Instructions for the task: Rewrite the records from their start through the line containing "negative clicks: (235, 274) (356, 233)", changing "positive" to "foreground" and keeping everything else the same. Omit the pictures from your answer.

Dataset entries
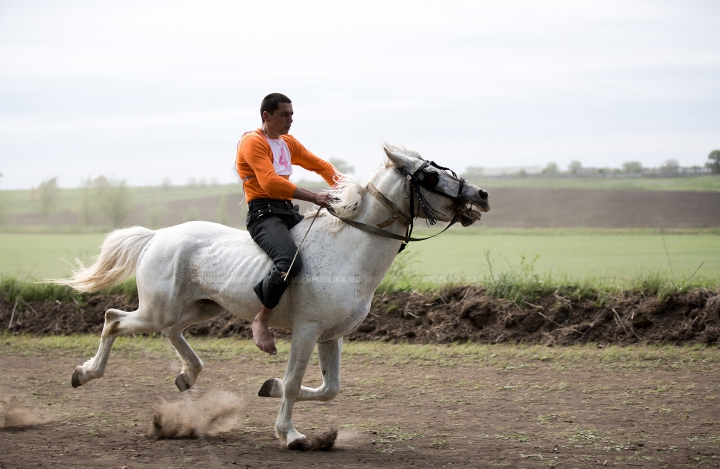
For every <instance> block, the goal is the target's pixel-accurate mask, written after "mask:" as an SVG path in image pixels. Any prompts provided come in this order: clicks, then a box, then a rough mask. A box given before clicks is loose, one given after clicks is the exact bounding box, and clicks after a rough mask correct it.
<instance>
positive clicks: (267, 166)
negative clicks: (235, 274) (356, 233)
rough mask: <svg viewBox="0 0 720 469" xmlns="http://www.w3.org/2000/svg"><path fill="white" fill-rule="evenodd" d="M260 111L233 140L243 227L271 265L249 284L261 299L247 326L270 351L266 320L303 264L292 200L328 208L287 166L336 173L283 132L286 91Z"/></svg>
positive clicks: (297, 211)
mask: <svg viewBox="0 0 720 469" xmlns="http://www.w3.org/2000/svg"><path fill="white" fill-rule="evenodd" d="M260 116H261V118H262V127H260V128H259V129H257V130H254V131H252V132H247V133H245V134H244V135H243V136H242V138H241V139H240V142H239V143H238V146H237V157H236V159H235V168H236V169H237V172H238V174H239V175H240V178H241V179H242V181H243V183H244V190H245V197H246V198H247V202H248V214H247V219H246V222H245V223H246V225H247V229H248V232H249V233H250V236H251V237H252V239H253V241H255V242H256V243H257V244H258V245H259V246H260V247H261V248H262V250H263V251H265V253H266V254H267V255H268V256H269V257H270V259H272V261H273V263H274V264H275V265H274V267H273V268H272V269H271V270H270V272H269V273H268V274H267V276H265V278H264V279H263V280H262V281H260V282H259V283H258V284H257V285H255V286H254V287H253V290H254V291H255V294H256V295H257V297H258V299H259V300H260V310H259V311H258V313H257V315H256V316H255V319H254V320H253V322H252V326H251V327H252V333H253V340H254V341H255V345H257V347H258V348H259V349H260V350H262V351H263V352H266V353H269V354H270V355H275V354H276V353H277V349H276V348H275V341H274V339H273V336H272V334H271V333H270V331H269V329H268V321H269V319H270V315H271V314H272V310H273V308H275V306H277V304H278V302H279V301H280V297H281V296H282V294H283V293H284V292H285V290H286V289H287V287H288V286H289V285H290V281H291V280H292V278H293V277H295V276H296V275H297V274H298V273H299V272H300V269H301V268H302V258H301V256H300V253H297V246H296V245H295V242H294V241H293V239H292V237H291V236H290V232H289V230H290V228H292V227H293V226H295V225H296V224H298V223H299V222H300V221H301V220H302V219H303V216H302V215H300V212H299V208H298V206H297V205H295V206H293V204H292V202H291V200H292V199H299V200H305V201H307V202H312V203H314V204H315V205H319V206H320V207H327V206H328V198H329V194H327V193H325V192H313V191H310V190H307V189H303V188H301V187H298V186H297V185H295V184H293V183H292V182H290V181H289V178H290V175H291V174H292V165H294V164H296V165H299V166H301V167H303V168H305V169H307V170H308V171H313V172H315V173H317V174H319V175H320V176H322V178H323V179H324V180H325V181H326V182H327V183H328V184H329V185H330V186H333V185H334V184H335V182H336V178H338V177H340V176H341V175H340V173H339V172H338V171H337V170H336V169H335V168H334V167H333V165H331V164H330V163H328V162H327V161H324V160H322V159H321V158H319V157H317V156H315V155H314V154H312V153H311V152H309V151H308V150H307V149H305V147H304V146H302V144H300V142H298V141H297V140H296V139H295V137H293V136H291V135H288V132H289V131H290V126H291V125H292V122H293V118H292V116H293V108H292V101H290V99H289V98H288V97H287V96H285V95H283V94H280V93H272V94H269V95H267V96H266V97H265V99H263V101H262V104H261V105H260ZM296 253H297V255H296ZM293 260H294V261H293Z"/></svg>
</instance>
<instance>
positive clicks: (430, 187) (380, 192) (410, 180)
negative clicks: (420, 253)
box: [327, 161, 465, 253]
mask: <svg viewBox="0 0 720 469" xmlns="http://www.w3.org/2000/svg"><path fill="white" fill-rule="evenodd" d="M428 167H430V168H431V170H429V171H425V169H426V168H428ZM432 168H435V169H437V170H440V171H446V172H449V173H450V175H452V177H453V178H455V180H457V181H458V184H459V187H458V192H457V194H455V195H453V194H450V193H447V192H445V191H444V190H443V189H442V187H440V189H438V183H439V182H440V176H439V175H438V173H437V171H432ZM396 169H397V170H398V171H399V172H400V174H402V175H403V176H404V177H405V179H407V180H408V182H409V196H408V197H409V199H410V215H409V216H408V215H405V214H404V213H402V211H401V210H400V209H399V208H397V206H396V205H395V204H394V203H392V202H391V201H390V199H388V198H387V197H385V196H384V195H383V194H382V193H381V192H380V191H379V190H378V189H377V188H376V187H375V186H374V185H373V184H372V183H368V186H367V189H368V192H370V194H372V195H373V197H375V198H376V199H377V200H378V201H379V202H380V203H381V204H382V205H384V206H385V207H386V208H387V209H389V210H390V211H391V212H392V213H393V215H392V216H391V217H390V218H388V219H387V220H385V221H383V222H381V223H378V224H377V227H375V226H371V225H366V224H364V223H360V222H357V221H354V220H348V219H345V218H342V217H341V216H339V215H338V214H337V213H336V212H335V210H333V208H332V207H327V211H328V213H330V214H331V215H333V216H335V217H337V218H339V219H341V220H342V221H343V222H345V223H347V224H348V225H350V226H352V227H354V228H357V229H359V230H362V231H365V232H367V233H372V234H375V235H378V236H383V237H385V238H392V239H397V240H400V241H402V242H403V243H402V245H400V249H399V250H398V253H400V252H402V251H403V249H405V247H406V246H407V245H408V243H409V242H413V241H423V240H426V239H430V238H434V237H435V236H438V235H440V234H442V233H444V232H445V231H446V230H447V229H448V228H450V227H451V226H453V225H454V224H455V222H457V220H458V216H457V214H455V215H454V216H453V219H452V220H451V221H450V223H448V225H447V226H446V227H445V228H444V229H443V230H442V231H441V232H440V233H436V234H434V235H432V236H427V237H425V238H413V237H411V235H412V231H413V225H414V223H413V222H414V220H415V219H416V218H417V217H418V216H419V215H420V210H422V213H423V214H424V215H425V220H426V223H427V224H428V225H434V224H435V223H437V221H438V219H439V218H440V216H441V215H442V214H441V213H440V212H438V211H437V210H435V209H434V208H433V207H432V206H431V205H430V203H429V202H428V201H427V199H426V198H425V196H424V195H423V194H422V192H421V191H420V188H421V187H422V188H423V189H425V190H428V191H430V192H434V193H436V194H439V195H441V196H443V197H445V198H447V199H450V200H452V201H453V202H455V203H456V204H463V203H464V202H465V201H464V200H463V198H462V191H463V188H464V186H465V180H464V179H463V178H458V177H457V174H455V171H453V170H452V169H450V168H445V167H443V166H440V165H438V164H436V163H435V162H434V161H423V164H422V165H420V167H419V168H418V169H416V170H415V171H414V172H412V173H411V172H410V171H408V170H406V169H404V168H396ZM415 198H417V200H418V207H417V210H416V208H415ZM396 220H397V221H399V222H400V223H402V224H404V225H406V226H407V228H406V231H405V236H402V235H397V234H395V233H390V232H388V231H385V230H383V229H382V228H385V227H387V226H389V225H391V224H392V223H393V222H395V221H396Z"/></svg>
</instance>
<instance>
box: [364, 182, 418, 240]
mask: <svg viewBox="0 0 720 469" xmlns="http://www.w3.org/2000/svg"><path fill="white" fill-rule="evenodd" d="M370 182H371V183H372V184H373V185H374V186H375V187H376V188H377V190H378V191H379V192H380V193H381V194H382V195H384V196H385V197H386V198H387V199H388V200H390V202H392V203H393V204H394V205H395V207H397V209H398V210H399V211H400V212H401V213H402V214H404V215H406V216H409V215H410V204H409V202H408V200H407V194H406V192H405V184H404V182H403V180H402V179H401V178H399V177H397V175H396V173H395V169H394V168H384V170H380V171H378V173H376V174H375V175H374V176H373V177H372V178H371V179H370ZM393 215H394V213H393V212H392V211H391V210H390V209H388V208H387V207H385V205H383V204H382V203H381V202H380V201H379V200H377V199H376V198H375V196H373V195H372V194H371V193H370V192H369V191H367V190H366V191H365V192H364V194H363V195H362V202H361V203H360V209H359V210H358V213H357V215H355V216H354V217H353V220H355V221H357V222H360V223H364V224H366V225H370V226H377V225H378V224H379V223H382V222H384V221H386V220H388V219H389V218H391V217H392V216H393ZM406 228H407V225H404V224H403V223H401V222H400V221H399V220H395V221H394V222H393V223H392V224H391V225H389V226H387V227H385V228H383V230H385V231H388V232H391V233H394V234H399V235H404V234H405V230H406ZM372 236H373V237H377V236H376V235H372ZM381 239H387V240H390V239H389V238H381Z"/></svg>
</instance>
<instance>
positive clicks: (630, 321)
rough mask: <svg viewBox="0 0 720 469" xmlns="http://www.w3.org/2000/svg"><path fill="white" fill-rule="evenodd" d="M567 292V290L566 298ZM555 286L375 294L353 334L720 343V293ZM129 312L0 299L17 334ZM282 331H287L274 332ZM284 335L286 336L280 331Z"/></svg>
mask: <svg viewBox="0 0 720 469" xmlns="http://www.w3.org/2000/svg"><path fill="white" fill-rule="evenodd" d="M563 295H566V296H563ZM569 298H572V291H568V292H555V293H553V294H550V295H547V296H545V297H541V298H537V299H533V300H532V301H531V302H523V303H521V304H520V305H518V304H515V303H513V302H511V301H509V300H506V299H499V298H493V297H490V296H488V295H487V294H486V292H485V290H484V288H482V287H477V286H468V287H457V288H453V289H450V290H445V291H439V292H435V293H428V294H427V295H422V294H420V293H417V292H397V293H395V294H393V295H389V296H386V295H379V296H376V297H375V300H374V301H373V305H372V308H371V310H370V313H369V314H368V316H367V318H366V319H365V321H363V323H362V324H361V325H360V326H359V327H358V329H357V330H356V331H355V332H353V333H351V334H350V335H349V336H348V339H349V340H373V341H384V342H387V341H392V342H411V343H450V342H467V341H470V342H481V343H489V344H495V343H507V342H509V343H516V342H522V343H527V344H543V345H570V344H575V343H577V344H583V343H588V342H592V343H605V344H611V343H612V344H632V343H658V344H659V343H671V344H682V343H700V344H706V345H713V344H718V343H720V292H718V291H709V290H704V289H703V290H696V291H692V292H690V293H687V294H683V295H674V296H670V297H668V298H658V297H657V296H653V295H649V294H646V293H643V292H626V293H622V294H621V293H618V294H617V296H616V297H613V298H605V299H601V298H600V297H597V298H589V299H585V300H571V299H569ZM109 308H120V309H122V310H126V311H132V310H135V309H136V308H137V299H128V298H125V297H123V296H119V295H116V296H107V295H95V296H90V297H88V298H87V299H86V300H84V302H82V303H80V304H76V303H74V302H69V303H60V302H55V303H43V302H30V304H27V303H24V302H19V303H18V305H16V304H15V303H14V302H3V301H0V324H8V325H9V324H10V322H11V317H12V327H11V328H10V331H11V332H12V333H30V334H41V335H42V334H77V333H95V334H98V333H99V332H100V331H101V330H102V326H103V318H104V314H105V311H106V310H107V309H109ZM188 333H189V334H190V335H200V336H204V335H210V336H214V337H230V336H234V337H239V338H249V337H250V329H249V327H248V323H246V322H245V321H242V320H240V319H237V318H235V317H234V316H233V315H231V314H229V313H228V314H226V315H225V316H222V317H219V318H216V319H214V320H212V321H208V322H205V323H202V324H199V325H197V326H194V327H192V328H190V329H188ZM276 334H277V335H279V336H282V337H286V338H287V337H289V335H288V334H286V333H285V334H284V333H283V332H282V331H276ZM283 334H284V335H283Z"/></svg>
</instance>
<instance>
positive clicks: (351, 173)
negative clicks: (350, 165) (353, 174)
mask: <svg viewBox="0 0 720 469" xmlns="http://www.w3.org/2000/svg"><path fill="white" fill-rule="evenodd" d="M328 162H329V163H330V164H331V165H333V166H335V169H337V170H338V171H340V172H341V173H343V174H352V173H354V172H355V168H353V167H352V166H350V165H349V164H348V163H347V162H346V161H345V160H342V159H340V158H330V159H329V160H328Z"/></svg>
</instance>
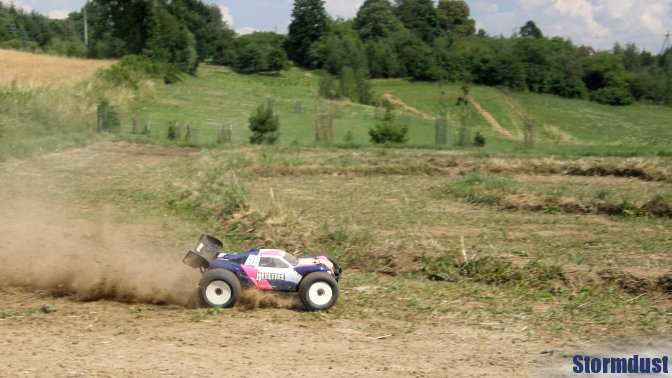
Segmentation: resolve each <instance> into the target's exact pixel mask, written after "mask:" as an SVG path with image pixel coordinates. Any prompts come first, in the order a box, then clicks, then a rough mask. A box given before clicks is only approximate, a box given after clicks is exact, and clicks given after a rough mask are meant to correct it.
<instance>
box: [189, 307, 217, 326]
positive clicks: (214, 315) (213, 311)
mask: <svg viewBox="0 0 672 378" xmlns="http://www.w3.org/2000/svg"><path fill="white" fill-rule="evenodd" d="M223 312H224V309H223V308H221V307H210V308H208V309H203V310H196V311H194V312H192V314H191V317H190V318H189V320H190V321H191V322H193V323H198V322H201V321H203V320H205V319H206V318H207V317H209V316H219V315H221V314H222V313H223Z"/></svg>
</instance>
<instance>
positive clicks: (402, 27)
mask: <svg viewBox="0 0 672 378" xmlns="http://www.w3.org/2000/svg"><path fill="white" fill-rule="evenodd" d="M352 27H353V29H355V30H357V31H358V32H359V35H360V37H361V38H362V40H365V41H366V40H370V39H379V38H385V37H387V36H389V35H390V34H392V33H394V32H397V31H399V30H401V29H402V28H403V25H402V24H401V21H399V19H398V18H397V16H395V14H394V11H393V9H392V5H390V2H389V1H388V0H366V1H365V2H364V4H363V5H362V6H361V8H359V11H358V12H357V17H355V21H354V23H353V25H352Z"/></svg>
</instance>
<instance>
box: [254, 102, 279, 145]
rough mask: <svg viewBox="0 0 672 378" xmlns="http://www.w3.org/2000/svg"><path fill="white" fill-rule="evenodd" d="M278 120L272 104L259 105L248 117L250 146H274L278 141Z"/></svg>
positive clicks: (268, 103) (271, 103)
mask: <svg viewBox="0 0 672 378" xmlns="http://www.w3.org/2000/svg"><path fill="white" fill-rule="evenodd" d="M279 127H280V118H279V117H278V116H277V115H276V114H275V111H274V110H273V104H272V103H271V102H270V101H269V102H268V103H267V104H266V105H259V107H258V108H257V110H256V111H255V112H254V113H253V114H252V115H251V116H250V130H252V133H253V134H252V137H250V143H252V144H264V143H266V144H274V143H275V142H276V141H277V140H278V136H279V130H278V129H279Z"/></svg>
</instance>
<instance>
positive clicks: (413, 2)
mask: <svg viewBox="0 0 672 378" xmlns="http://www.w3.org/2000/svg"><path fill="white" fill-rule="evenodd" d="M396 2H397V8H396V11H397V15H398V16H399V19H400V20H401V22H402V23H403V24H404V26H405V27H406V29H408V30H410V31H412V32H413V33H415V35H417V36H418V37H420V39H422V40H423V41H425V42H432V41H433V40H434V39H435V38H436V37H438V36H439V35H440V34H441V28H440V25H439V24H440V22H439V15H438V14H437V13H436V8H434V1H433V0H396Z"/></svg>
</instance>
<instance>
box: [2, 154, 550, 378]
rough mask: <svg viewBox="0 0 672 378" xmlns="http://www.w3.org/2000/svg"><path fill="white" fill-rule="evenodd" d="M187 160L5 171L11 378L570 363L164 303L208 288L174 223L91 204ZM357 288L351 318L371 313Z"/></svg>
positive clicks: (377, 368)
mask: <svg viewBox="0 0 672 378" xmlns="http://www.w3.org/2000/svg"><path fill="white" fill-rule="evenodd" d="M184 155H185V150H182V149H170V148H161V147H156V146H131V145H127V144H124V143H117V144H114V143H101V144H96V145H93V146H89V147H86V148H83V149H77V150H71V151H67V152H62V153H56V154H49V155H45V156H42V157H37V158H32V159H29V160H25V161H13V162H9V163H4V164H0V182H2V183H3V185H2V186H0V200H2V202H0V211H2V213H3V216H4V219H3V222H2V223H0V260H1V261H0V263H1V264H0V303H1V304H2V306H1V307H0V315H1V316H0V361H1V362H2V363H1V364H0V376H103V377H113V376H114V377H131V376H157V375H172V376H196V377H208V376H213V375H221V374H226V375H227V376H233V377H235V376H240V377H242V376H250V375H281V376H342V375H349V376H367V377H385V378H388V377H409V376H437V377H445V376H476V375H479V376H481V375H487V376H493V377H509V376H526V375H530V376H534V375H535V374H534V369H535V367H538V366H541V365H544V364H548V363H549V362H553V363H555V362H556V359H554V358H551V356H548V355H540V354H539V353H540V351H542V350H546V349H548V345H546V344H545V343H543V342H540V341H534V340H533V339H532V338H531V337H530V336H529V335H527V334H526V333H524V332H523V330H524V329H525V328H527V327H525V328H523V327H522V326H521V325H520V324H515V329H514V325H505V326H502V327H501V328H499V329H497V330H494V329H493V328H492V327H493V325H492V324H491V323H489V324H485V325H483V324H480V323H478V320H473V319H471V320H469V323H468V324H465V323H464V321H458V320H456V319H455V318H453V317H451V316H450V315H446V316H440V317H434V318H432V320H430V321H427V322H423V321H421V320H403V319H387V318H384V317H380V316H373V317H371V318H369V317H368V316H366V317H364V316H362V317H358V316H356V315H354V316H353V315H345V316H342V315H339V312H338V310H339V309H338V308H337V309H335V312H334V313H324V314H306V313H303V312H300V311H296V310H289V309H284V308H269V309H259V310H255V311H250V309H241V308H234V309H229V310H226V311H223V312H221V313H218V312H212V313H210V312H207V311H206V310H189V309H186V308H184V307H182V306H157V305H155V304H153V303H157V302H165V303H177V304H180V303H179V302H180V301H181V300H182V299H180V298H181V294H180V295H177V296H174V295H176V294H178V293H180V292H182V291H183V290H186V291H187V292H188V291H190V290H193V289H194V285H195V283H196V282H197V278H198V277H197V276H198V273H197V272H195V271H193V270H191V269H189V268H186V267H184V266H182V264H181V258H182V255H183V252H184V250H183V249H184V247H183V245H182V243H181V242H179V243H174V242H173V243H172V244H171V242H170V241H171V240H174V238H168V241H166V240H164V237H165V236H166V235H167V234H169V233H170V232H171V230H170V229H169V228H167V227H166V226H164V225H163V224H162V222H156V223H149V224H147V223H145V224H140V223H141V222H138V223H137V224H123V223H120V222H119V221H117V220H116V215H117V214H118V213H117V209H116V208H115V207H114V206H113V205H103V206H97V205H95V204H91V203H90V202H87V201H83V200H81V199H79V200H78V196H79V195H80V193H81V187H85V188H86V187H90V186H100V187H105V186H106V185H109V186H110V187H111V188H112V189H120V188H126V189H132V188H137V187H138V185H143V184H144V183H147V182H148V183H149V184H148V185H158V184H160V183H161V182H164V181H166V180H169V178H166V177H164V176H162V175H163V174H164V173H165V169H166V165H167V164H168V163H169V162H171V161H173V160H174V159H178V158H180V157H182V156H184ZM187 155H188V153H187ZM162 180H163V181H162ZM107 201H109V199H108V200H107ZM101 202H103V203H105V202H104V200H102V199H101ZM131 215H132V214H131ZM131 215H129V214H126V215H125V218H124V219H128V217H131ZM191 241H192V240H189V242H191ZM173 244H178V245H173ZM10 267H11V269H10ZM185 272H186V273H188V274H192V276H191V277H187V276H184V275H183V273H185ZM194 273H195V274H196V277H193V274H194ZM347 280H348V277H347V276H345V277H344V286H343V291H342V293H343V297H342V300H341V301H340V303H339V305H338V306H346V307H347V306H350V307H360V305H359V304H358V303H357V302H356V301H355V300H353V299H351V298H348V296H349V295H350V294H349V293H352V292H354V290H356V289H355V288H352V287H348V286H347V285H348V282H347ZM15 285H19V286H23V288H17V287H15ZM350 285H352V284H350ZM142 288H144V289H147V290H144V289H143V290H139V289H142ZM55 289H56V290H55ZM58 290H61V291H64V292H63V293H61V294H75V295H74V296H72V295H71V296H66V297H61V296H54V295H53V294H52V293H53V292H54V291H58ZM171 295H173V296H171ZM171 298H177V299H171ZM105 299H112V300H114V301H107V300H105ZM82 300H83V301H82ZM127 302H134V303H127ZM138 302H140V303H138ZM366 310H367V311H371V312H372V313H374V311H376V309H375V308H369V309H366ZM353 311H354V310H353ZM357 311H358V310H357ZM346 314H348V312H346ZM476 319H477V318H476ZM38 324H39V326H36V325H38ZM379 336H384V337H383V338H378V337H379ZM502 345H506V347H504V348H503V347H502ZM493 356H496V357H494V358H493ZM222 372H226V373H222ZM530 372H531V373H530Z"/></svg>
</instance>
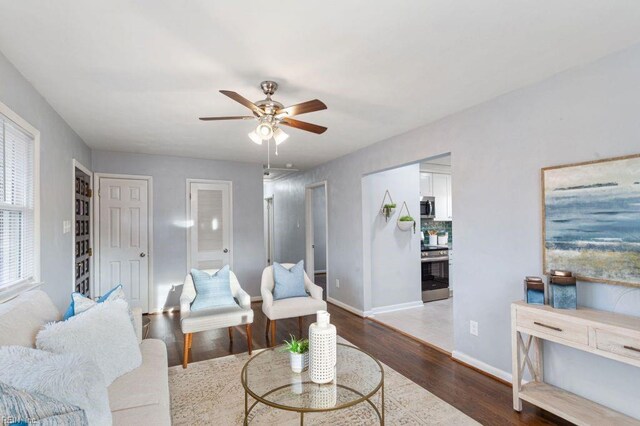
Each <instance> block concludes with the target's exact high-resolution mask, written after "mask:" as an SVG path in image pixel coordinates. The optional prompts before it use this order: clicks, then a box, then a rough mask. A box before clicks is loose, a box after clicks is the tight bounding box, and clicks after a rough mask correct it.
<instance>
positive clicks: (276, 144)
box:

Output:
For every <instance> block, the goal is the target's pixel-accurate mask, written after "mask:" as an SVG path in image pixels. Any prompts provided come in this order: clicks, then a box, then a rough mask. A box given before clicks is loose, one given after clicks is the exact bounding box, and clicks after a rough mask correct it.
<instance>
foreground clicks: (267, 166)
negative clicks: (235, 274) (356, 233)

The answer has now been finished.